#### Stated task
Reproduce every one of the records below word for word, omitting the pictures.

Point labeling data based on photos
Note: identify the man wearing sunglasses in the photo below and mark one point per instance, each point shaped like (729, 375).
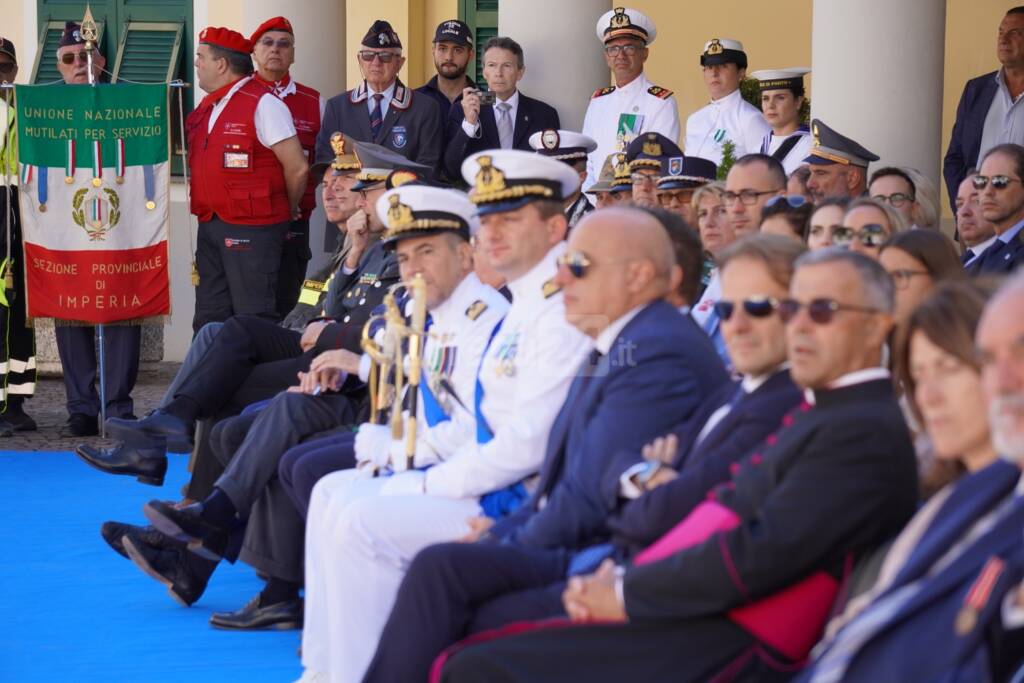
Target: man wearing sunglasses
(999, 187)
(381, 109)
(834, 481)
(634, 104)
(273, 53)
(839, 165)
(17, 353)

#### Result of this task
Note: identify the man wearing sunglasses in the photo below and mark one point per instance, each point shaped like (729, 375).
Target: man wearing sunglasses
(999, 187)
(381, 109)
(834, 481)
(634, 104)
(273, 53)
(839, 165)
(17, 353)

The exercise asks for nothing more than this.